* Article
========

Leading barrister refuses to be intimidated

Dinah Rose QC says she won't pull out of hearing in London next month

A leading barrister has refused to withdraw from a case she is arguing next month, despite receiving “pressure in the form of abuse and threats”.

Dinah Rose QC was first instructed in the case by the Cayman Islands government in 2019. An appeal is due be heard in less than four weeks’ time by five UK judges sitting as the London-based Judicial Committee of the Privy Counsel.

Rose says her clients would be very significantly prejudiced if she were to withdraw from the case now. “It would be an act of serious professional misconduct for me to do so, for which I could expect to receive a severe penalty.”

The Cayman Islands are a British Overseas Territory and a constitutional parliamentary democracy. Their latest constitution was adopted after public consultation in 2009. Section 14 says, in part:

(1) Government shall respect the right of every unmarried man and woman of marriageable age (as determined by law) freely to marry a person of the opposite sex and found a family.

That provision was challenged by two women, Chantelle Day and Vickie Bodden Bush, who want to marry.

Their challenge was dismissed by the islands’ Court of Appeal in 2019. But the court held that same-sex couples were entitled to legal protection that was functionally equivalent to marriage.

Following opposition in the islands’ legislative assembly, the governor used his reserved power under section 81 of the constitution to implement civil partnership legislation.

In a detailed statement (set out in full at the end of this post) Rose says that the question for the Judicial Committee of the Privy Council now is whether the Bill of Rights in the constitution requires the introduction of same-sex marriage:

It is not the Cayman government’s position that the constitution prohibits same-sex marriage. Neither does this case involve the determination of any substantive question as to whether same-sex marriage ought or ought not to be available. The issue is simply whether the Bill of Rights requires same-sex marriage to be made available: in other words, whether the decision to provide it is to be imposed on the Cayman Islands by the court or remains a political question for parliament. The Court of Appeal ruled in the government’s favour on this point.

Last year, Rose became the 43rd president of Magdalen College, Oxford, since its foundation in 1458 and the first woman to hold the post. She says that she and her college have been threatened with adverse publicity if she continues to act for the Cayman government.

In a comment reported by the student newspaper Cherwell, the former South African judge Edwin Cameron accused Rose of “prosecut[ing] a homophobic case to deny LGBTIQ persons in the Cayman Islands equal rights”.

Cameron, a long-standing gay rights campaigner, retired from his country’s constitutional court in 2019. He said:

I do not dispute that everyone has the right to legal representation. I endorse the principle that even unpopular causes and litigants are entitled to counsel. I accept, also, that the Caymans government in denying equality to LGBTIQ people is entitled to secure counsel to prosecute its homophobic case.

What dismays and distresses me is that the president of Magdalen has professionally embraced this cause. She did not have to.

Rose says that Cameron’s position undermines a fundamental principle that goes far beyond the cab-rank rule of the English bar, under which barristers who are are free to do so must take a case that is within their knowledge and expertise:

It is a vital component of the administration of justice and the rule of law that barristers should not be identified with the views or positions of their clients. Otherwise, barristers who are instructed in controversial cases may be subject to abuse and harassment, and deterred from taking them on.

This outcome is contrary to the public interest, because a fair hearing requires that both sides of the argument are properly represented. It is the function of a barrister to make the arguments that may properly be made to a court to advance a client’s case, not to express their own opinions.

========

* Dataset
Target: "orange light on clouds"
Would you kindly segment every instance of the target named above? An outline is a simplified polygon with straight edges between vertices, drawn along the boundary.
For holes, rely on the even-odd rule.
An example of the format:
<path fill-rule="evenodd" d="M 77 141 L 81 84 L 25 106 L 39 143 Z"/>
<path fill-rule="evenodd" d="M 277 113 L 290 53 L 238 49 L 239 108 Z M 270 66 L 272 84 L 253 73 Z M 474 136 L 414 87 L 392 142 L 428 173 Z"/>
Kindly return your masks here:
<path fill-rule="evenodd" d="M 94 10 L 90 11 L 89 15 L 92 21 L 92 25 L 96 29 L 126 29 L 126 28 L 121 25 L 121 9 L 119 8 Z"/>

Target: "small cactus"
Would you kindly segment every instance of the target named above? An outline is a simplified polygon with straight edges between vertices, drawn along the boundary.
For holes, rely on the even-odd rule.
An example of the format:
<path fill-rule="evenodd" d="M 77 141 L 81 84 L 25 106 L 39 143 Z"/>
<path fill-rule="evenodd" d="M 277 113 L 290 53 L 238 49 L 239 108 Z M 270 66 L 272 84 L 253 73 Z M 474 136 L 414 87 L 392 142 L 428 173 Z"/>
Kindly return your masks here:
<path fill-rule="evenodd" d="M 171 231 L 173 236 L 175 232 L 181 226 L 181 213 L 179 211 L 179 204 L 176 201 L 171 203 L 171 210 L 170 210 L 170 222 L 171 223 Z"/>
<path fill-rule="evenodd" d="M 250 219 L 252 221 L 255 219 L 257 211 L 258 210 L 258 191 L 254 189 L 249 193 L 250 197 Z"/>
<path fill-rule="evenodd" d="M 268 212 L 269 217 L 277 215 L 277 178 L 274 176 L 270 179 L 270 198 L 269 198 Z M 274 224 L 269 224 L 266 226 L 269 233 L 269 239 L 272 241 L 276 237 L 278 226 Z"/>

========

* To do
1/ In the article about Dinah Rose, who first instructed her in the Cayman Islands case, and in what year?
2/ Continue the article about Dinah Rose from its last sentence.

* Responses to the exercise
1/ The Cayman Islands government, in 2019.

2/
It is no answer to this principle to argue that other barristers could be available to take the case. If it is acceptable to equate a barrister with their client, then barristers will be at risk of intimidation if they take on unpopular cases and fewer will be prepared to do so. It is wrong in principle for barristers to be subjected to such treatment.

Rose points out that she has always acted for both sides — for employers and employees in discrimination cases; for claimants and governments in human rights cases.

Although she has largely retired from the bar, she has one other outstanding case to complete — in Hong Kong. In a claim against the territory’s government, she will be arguing in favour of the right of trans people to change the birth-assigned gender recorded on their identity cards.

At the Privy Council hearing next month, the two appellants will be represented by Edward Fitzgerald QC. He said:

As a barrister, Dinah Rose QC was acting perfectly properly in accepting the brief for the attorney general in the Day and Bush case. It would be a breach of her professional duty to return it now. It is an important constitutional principle that barristers should not be identified with the clients they represent.

John Bowers QC, another leading barrister who knows Rose well, added this morning:

It is an important principle that barristers take on all cases within their competence and that the so called “cab-rank” principle is upheld. Otherwise many unpopular causes would not find representation. The barrister does not necessarily sympathise personally with the causes they represent and should not be identified with their client.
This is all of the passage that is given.